- _Work to complete_
Please repeat the line that contains "Target: seeded cracker" and every line after it, exactly, through the end of the records.

- _Extracted entries_

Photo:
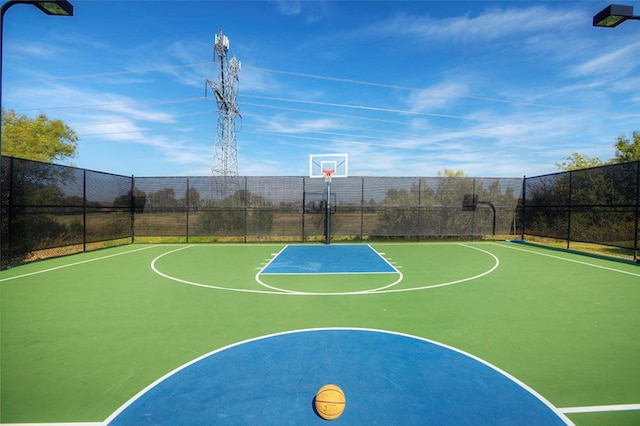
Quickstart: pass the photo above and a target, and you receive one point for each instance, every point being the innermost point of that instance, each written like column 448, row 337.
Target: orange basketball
column 330, row 402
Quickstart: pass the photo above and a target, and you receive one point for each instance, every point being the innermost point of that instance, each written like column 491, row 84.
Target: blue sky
column 405, row 88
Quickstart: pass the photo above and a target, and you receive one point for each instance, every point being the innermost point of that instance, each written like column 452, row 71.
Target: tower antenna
column 225, row 150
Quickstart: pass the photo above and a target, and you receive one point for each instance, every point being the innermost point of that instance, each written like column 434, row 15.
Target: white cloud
column 490, row 25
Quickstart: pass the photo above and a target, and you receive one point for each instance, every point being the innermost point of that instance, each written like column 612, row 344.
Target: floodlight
column 613, row 15
column 60, row 8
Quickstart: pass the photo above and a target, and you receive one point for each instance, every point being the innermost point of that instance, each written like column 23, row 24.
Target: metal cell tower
column 225, row 150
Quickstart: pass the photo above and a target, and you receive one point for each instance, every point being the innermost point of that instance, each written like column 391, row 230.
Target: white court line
column 600, row 408
column 74, row 264
column 568, row 260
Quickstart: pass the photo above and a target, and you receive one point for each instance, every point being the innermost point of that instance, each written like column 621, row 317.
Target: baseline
column 75, row 264
column 412, row 377
column 580, row 262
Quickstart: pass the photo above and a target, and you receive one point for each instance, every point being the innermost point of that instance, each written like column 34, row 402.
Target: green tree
column 40, row 138
column 627, row 149
column 577, row 161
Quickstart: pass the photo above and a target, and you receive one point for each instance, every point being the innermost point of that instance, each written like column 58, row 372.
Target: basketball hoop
column 327, row 174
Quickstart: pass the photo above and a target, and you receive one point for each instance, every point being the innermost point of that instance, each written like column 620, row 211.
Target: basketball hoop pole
column 327, row 226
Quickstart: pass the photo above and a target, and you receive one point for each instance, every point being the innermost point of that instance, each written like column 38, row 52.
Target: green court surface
column 83, row 334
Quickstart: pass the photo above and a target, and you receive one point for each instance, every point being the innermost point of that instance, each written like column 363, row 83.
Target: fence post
column 569, row 209
column 522, row 208
column 361, row 209
column 246, row 209
column 635, row 237
column 187, row 207
column 132, row 204
column 84, row 210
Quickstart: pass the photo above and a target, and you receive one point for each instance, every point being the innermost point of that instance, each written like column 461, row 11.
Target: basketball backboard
column 334, row 164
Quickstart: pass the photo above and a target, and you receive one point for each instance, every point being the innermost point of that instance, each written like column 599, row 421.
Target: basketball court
column 453, row 333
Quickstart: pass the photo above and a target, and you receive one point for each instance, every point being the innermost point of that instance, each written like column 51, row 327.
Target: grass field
column 82, row 334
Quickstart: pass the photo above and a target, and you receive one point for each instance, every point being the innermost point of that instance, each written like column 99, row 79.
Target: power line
column 440, row 93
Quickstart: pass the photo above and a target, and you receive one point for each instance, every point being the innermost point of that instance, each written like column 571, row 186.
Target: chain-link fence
column 49, row 210
column 598, row 205
column 294, row 208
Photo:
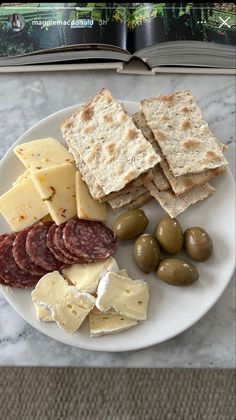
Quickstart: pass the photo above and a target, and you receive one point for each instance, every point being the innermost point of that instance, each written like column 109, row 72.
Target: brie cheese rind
column 87, row 276
column 42, row 153
column 126, row 296
column 56, row 301
column 101, row 323
column 70, row 314
column 56, row 187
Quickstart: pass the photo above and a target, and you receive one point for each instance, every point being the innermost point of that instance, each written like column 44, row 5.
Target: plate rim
column 126, row 347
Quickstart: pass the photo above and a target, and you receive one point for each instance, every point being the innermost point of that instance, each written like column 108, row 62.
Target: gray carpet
column 116, row 394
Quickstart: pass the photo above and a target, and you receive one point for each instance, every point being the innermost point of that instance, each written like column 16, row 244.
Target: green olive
column 146, row 253
column 130, row 224
column 198, row 244
column 177, row 272
column 169, row 235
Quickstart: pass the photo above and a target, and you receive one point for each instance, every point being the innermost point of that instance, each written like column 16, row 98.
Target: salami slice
column 22, row 257
column 53, row 248
column 36, row 246
column 10, row 273
column 90, row 238
column 59, row 242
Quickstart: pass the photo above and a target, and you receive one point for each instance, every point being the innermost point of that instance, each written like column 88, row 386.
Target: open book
column 159, row 34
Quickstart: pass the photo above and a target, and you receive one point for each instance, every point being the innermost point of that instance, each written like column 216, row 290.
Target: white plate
column 171, row 310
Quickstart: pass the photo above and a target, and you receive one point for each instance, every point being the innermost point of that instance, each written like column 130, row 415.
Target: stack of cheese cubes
column 49, row 185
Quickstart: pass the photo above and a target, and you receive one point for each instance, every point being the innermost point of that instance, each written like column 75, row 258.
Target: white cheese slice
column 56, row 187
column 101, row 323
column 42, row 153
column 87, row 276
column 87, row 207
column 55, row 300
column 22, row 205
column 127, row 297
column 50, row 290
column 70, row 314
column 22, row 177
column 43, row 313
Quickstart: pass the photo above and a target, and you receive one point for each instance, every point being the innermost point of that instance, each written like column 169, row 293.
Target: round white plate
column 171, row 309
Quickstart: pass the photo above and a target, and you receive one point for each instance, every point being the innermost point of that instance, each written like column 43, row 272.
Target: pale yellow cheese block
column 42, row 153
column 22, row 205
column 101, row 323
column 87, row 207
column 22, row 177
column 56, row 187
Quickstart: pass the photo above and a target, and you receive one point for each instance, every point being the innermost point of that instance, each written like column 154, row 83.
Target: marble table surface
column 27, row 98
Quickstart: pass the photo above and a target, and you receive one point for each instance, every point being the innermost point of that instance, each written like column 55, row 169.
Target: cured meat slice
column 22, row 257
column 60, row 244
column 10, row 273
column 54, row 249
column 36, row 246
column 89, row 238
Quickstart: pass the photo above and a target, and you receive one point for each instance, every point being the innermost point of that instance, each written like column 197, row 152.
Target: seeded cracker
column 109, row 143
column 174, row 205
column 182, row 134
column 179, row 184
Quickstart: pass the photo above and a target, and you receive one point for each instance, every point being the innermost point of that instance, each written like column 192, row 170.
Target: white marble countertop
column 27, row 98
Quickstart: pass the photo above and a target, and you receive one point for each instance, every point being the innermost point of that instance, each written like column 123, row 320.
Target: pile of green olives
column 169, row 238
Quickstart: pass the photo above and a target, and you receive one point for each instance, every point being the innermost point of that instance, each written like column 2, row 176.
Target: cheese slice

- _Your solution_
Target: seeded cracker
column 109, row 143
column 174, row 205
column 182, row 134
column 179, row 184
Quickstart: pass the photo above and a target, and you receive one point for each instance, every point being the innermost point of that instance, each written like column 192, row 170.
Target: white marble countertop
column 27, row 98
Quickstart: pass the photo above and a target, and you receive one point for each instance, every point being the innermost point of that instance, each written like column 123, row 320.
Target: pile of green olives
column 169, row 238
Quickstart: pass the photo above and a target, and you receive one point for each instance, every point being the innermost point of that instance, each written like column 2, row 176.
Target: cheese slice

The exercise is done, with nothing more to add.